» TASK ITEM
Set out each line from the following listing that includes the word "target".

» DATA TO USE
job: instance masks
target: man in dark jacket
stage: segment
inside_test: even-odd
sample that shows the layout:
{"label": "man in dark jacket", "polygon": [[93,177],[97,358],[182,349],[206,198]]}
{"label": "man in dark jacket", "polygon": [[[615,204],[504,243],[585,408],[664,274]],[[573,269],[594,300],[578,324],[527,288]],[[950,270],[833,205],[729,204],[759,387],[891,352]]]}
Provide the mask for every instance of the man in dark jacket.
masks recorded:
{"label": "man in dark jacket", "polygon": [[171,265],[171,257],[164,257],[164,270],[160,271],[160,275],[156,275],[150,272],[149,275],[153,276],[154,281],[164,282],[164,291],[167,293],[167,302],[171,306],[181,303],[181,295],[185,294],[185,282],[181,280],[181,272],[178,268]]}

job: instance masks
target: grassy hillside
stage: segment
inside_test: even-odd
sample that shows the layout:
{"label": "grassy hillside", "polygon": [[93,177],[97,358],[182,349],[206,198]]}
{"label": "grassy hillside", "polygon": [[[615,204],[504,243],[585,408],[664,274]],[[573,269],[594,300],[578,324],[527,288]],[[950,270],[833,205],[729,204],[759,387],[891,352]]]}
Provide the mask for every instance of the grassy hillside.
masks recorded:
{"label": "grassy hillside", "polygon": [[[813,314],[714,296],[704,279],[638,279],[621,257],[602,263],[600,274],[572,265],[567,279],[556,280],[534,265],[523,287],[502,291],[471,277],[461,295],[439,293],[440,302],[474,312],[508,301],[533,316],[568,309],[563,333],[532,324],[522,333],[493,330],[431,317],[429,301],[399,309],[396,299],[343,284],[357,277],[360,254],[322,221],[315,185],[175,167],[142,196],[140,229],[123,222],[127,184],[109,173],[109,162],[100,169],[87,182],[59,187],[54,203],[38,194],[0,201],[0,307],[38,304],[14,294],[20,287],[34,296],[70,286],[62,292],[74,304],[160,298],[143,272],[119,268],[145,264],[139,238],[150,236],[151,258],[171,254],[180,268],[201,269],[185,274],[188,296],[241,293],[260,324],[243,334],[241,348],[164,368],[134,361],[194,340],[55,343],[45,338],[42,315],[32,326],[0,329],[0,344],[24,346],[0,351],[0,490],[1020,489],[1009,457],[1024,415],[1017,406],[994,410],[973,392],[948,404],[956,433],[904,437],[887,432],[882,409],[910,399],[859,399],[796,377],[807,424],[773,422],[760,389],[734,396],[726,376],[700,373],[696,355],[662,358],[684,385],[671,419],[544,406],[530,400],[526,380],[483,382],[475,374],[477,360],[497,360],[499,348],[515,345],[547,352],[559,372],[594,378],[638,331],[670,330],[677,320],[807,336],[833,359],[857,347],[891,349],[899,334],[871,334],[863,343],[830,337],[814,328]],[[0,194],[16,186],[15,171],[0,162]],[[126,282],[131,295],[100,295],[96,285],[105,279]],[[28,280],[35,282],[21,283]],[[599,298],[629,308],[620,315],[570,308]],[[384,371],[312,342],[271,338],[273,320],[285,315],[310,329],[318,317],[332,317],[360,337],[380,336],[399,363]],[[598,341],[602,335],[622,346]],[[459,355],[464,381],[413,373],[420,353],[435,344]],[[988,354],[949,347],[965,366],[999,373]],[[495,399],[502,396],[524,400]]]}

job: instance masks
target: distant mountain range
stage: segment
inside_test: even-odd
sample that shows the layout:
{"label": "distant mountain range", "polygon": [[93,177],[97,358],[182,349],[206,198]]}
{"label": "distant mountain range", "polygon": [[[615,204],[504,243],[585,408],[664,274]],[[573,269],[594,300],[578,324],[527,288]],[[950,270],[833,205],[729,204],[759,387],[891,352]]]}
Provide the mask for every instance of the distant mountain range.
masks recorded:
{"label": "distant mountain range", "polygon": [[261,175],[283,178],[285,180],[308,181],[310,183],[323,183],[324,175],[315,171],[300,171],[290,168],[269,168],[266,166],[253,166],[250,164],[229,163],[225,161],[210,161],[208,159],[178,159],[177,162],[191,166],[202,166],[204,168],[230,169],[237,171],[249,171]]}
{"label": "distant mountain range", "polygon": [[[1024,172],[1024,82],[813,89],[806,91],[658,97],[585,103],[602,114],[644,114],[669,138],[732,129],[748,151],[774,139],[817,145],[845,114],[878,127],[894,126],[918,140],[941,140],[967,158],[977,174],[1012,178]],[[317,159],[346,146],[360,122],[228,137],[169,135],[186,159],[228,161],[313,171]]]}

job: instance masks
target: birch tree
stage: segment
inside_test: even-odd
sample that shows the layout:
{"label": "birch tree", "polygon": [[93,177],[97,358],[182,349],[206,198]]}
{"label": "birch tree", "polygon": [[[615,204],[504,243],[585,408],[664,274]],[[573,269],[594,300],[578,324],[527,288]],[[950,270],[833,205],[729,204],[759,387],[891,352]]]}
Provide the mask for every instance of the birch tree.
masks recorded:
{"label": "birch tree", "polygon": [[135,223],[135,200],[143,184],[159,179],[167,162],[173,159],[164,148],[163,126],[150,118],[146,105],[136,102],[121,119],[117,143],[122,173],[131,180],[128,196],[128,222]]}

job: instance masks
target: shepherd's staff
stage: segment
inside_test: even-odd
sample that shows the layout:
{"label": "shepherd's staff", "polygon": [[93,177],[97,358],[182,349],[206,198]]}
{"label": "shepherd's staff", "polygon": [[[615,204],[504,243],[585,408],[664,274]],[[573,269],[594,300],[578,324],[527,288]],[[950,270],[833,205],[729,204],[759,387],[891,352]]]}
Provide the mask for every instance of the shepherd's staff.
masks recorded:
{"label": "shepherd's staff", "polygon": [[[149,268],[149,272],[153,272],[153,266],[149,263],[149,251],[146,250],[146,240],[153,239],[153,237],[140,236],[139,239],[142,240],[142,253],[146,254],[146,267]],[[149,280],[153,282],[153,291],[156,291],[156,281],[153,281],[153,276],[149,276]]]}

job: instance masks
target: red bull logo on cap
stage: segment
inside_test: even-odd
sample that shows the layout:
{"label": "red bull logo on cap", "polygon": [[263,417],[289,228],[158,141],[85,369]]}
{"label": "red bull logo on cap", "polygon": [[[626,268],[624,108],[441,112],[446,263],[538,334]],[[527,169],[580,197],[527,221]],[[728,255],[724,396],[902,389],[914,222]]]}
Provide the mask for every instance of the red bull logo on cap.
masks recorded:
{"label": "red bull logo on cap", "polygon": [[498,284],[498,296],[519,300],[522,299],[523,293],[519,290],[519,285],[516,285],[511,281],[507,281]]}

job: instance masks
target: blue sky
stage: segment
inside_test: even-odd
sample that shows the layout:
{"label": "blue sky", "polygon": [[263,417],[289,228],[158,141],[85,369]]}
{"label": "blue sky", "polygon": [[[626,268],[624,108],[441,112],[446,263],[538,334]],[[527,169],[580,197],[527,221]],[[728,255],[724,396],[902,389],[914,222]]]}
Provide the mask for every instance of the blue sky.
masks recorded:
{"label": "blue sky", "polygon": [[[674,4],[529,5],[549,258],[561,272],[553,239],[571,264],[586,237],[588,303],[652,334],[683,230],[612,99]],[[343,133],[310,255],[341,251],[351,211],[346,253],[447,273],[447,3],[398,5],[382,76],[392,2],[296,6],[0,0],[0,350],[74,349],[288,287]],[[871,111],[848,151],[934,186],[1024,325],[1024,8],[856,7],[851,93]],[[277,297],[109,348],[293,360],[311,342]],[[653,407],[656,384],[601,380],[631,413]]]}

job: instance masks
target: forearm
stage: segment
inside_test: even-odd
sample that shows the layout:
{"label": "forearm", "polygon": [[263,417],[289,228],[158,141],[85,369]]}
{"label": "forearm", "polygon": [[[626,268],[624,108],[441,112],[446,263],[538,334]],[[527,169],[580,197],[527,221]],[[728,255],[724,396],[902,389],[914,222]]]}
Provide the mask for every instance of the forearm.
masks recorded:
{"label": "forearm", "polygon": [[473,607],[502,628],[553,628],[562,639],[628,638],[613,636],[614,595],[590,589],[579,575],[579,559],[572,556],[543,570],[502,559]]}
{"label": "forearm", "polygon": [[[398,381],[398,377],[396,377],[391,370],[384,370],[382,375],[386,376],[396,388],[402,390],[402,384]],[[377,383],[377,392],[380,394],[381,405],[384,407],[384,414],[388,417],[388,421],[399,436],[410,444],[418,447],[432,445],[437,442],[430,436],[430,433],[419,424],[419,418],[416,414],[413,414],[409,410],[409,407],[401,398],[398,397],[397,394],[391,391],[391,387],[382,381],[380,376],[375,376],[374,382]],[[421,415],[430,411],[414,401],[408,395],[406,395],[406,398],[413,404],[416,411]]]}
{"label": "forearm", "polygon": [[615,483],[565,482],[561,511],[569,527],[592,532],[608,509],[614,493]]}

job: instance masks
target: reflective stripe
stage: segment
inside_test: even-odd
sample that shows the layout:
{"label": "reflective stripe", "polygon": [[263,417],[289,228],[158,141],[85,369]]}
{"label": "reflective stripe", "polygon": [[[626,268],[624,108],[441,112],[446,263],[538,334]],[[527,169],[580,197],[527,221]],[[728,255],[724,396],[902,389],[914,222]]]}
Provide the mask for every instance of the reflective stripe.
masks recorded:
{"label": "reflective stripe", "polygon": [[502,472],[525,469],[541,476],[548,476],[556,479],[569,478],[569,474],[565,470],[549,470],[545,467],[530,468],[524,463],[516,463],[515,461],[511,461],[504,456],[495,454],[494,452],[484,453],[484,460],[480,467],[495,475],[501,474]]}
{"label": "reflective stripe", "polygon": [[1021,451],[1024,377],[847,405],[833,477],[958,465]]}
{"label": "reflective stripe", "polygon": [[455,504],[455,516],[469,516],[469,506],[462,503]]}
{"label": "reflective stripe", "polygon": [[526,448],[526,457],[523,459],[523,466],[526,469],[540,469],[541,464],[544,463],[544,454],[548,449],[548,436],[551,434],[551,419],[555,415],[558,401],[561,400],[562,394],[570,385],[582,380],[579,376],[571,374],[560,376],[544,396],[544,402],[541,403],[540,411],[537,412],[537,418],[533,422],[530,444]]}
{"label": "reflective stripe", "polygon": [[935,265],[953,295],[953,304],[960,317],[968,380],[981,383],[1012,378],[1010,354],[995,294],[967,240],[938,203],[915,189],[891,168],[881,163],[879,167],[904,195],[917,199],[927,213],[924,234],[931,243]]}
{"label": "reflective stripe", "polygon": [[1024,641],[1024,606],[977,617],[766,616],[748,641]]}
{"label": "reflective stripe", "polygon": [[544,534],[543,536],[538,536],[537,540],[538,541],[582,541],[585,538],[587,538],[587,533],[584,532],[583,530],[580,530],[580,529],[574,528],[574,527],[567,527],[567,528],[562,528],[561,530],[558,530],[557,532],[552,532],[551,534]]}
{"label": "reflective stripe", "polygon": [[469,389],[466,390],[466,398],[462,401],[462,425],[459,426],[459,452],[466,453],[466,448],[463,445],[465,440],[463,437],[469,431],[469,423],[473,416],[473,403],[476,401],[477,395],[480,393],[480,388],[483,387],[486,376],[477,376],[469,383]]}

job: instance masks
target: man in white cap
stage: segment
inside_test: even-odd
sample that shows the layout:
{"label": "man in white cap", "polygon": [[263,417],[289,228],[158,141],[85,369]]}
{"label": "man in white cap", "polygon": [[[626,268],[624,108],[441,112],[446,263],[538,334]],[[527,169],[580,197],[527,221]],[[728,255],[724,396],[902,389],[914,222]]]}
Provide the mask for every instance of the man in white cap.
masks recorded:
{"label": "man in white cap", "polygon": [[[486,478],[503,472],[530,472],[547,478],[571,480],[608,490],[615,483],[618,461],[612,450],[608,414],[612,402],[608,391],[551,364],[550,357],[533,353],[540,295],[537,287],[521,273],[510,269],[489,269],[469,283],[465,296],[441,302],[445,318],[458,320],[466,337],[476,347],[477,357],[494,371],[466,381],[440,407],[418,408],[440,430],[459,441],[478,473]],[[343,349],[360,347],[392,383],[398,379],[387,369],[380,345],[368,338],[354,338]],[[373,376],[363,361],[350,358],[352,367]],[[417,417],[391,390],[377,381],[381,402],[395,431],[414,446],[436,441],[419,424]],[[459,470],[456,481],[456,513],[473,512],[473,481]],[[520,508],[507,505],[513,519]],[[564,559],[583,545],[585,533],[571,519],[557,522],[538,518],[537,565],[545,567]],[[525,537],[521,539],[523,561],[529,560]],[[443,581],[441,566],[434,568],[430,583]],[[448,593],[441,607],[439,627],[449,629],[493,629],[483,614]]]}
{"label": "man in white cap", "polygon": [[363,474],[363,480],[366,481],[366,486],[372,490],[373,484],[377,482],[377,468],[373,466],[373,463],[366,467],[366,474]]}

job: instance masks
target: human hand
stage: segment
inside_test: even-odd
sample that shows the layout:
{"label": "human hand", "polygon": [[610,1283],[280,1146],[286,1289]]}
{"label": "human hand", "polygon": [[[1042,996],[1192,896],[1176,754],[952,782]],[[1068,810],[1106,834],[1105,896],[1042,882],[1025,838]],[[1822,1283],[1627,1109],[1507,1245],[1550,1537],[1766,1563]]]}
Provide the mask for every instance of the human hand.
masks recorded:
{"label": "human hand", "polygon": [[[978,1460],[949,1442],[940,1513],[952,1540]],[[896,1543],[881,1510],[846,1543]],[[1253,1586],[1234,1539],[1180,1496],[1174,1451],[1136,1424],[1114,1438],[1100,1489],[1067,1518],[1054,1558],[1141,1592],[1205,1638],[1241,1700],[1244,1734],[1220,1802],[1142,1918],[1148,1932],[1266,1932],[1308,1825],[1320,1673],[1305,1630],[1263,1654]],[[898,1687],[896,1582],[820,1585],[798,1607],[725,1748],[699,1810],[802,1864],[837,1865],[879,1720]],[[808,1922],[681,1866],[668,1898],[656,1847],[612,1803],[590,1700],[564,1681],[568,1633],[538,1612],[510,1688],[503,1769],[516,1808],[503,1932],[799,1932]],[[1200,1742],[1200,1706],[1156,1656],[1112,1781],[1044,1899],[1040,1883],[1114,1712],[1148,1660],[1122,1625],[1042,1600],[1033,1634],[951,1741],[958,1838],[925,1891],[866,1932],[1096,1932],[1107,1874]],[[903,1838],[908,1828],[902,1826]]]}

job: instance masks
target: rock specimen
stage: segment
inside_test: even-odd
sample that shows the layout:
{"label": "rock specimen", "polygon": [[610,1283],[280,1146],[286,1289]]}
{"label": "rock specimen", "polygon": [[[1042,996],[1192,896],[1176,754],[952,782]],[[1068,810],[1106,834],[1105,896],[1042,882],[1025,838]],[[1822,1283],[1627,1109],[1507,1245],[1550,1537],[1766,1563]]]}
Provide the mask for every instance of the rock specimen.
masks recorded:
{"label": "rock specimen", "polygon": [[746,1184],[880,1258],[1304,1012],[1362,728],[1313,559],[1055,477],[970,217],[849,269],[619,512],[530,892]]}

» ANSWER TO THE EXERCISE
target: man in dark jacket
target: grassy hillside
target: distant mountain range
target: birch tree
target: shepherd's staff
target: red bull logo on cap
target: blue sky
target: forearm
target: reflective stripe
target: man in white cap
target: human hand
target: rock specimen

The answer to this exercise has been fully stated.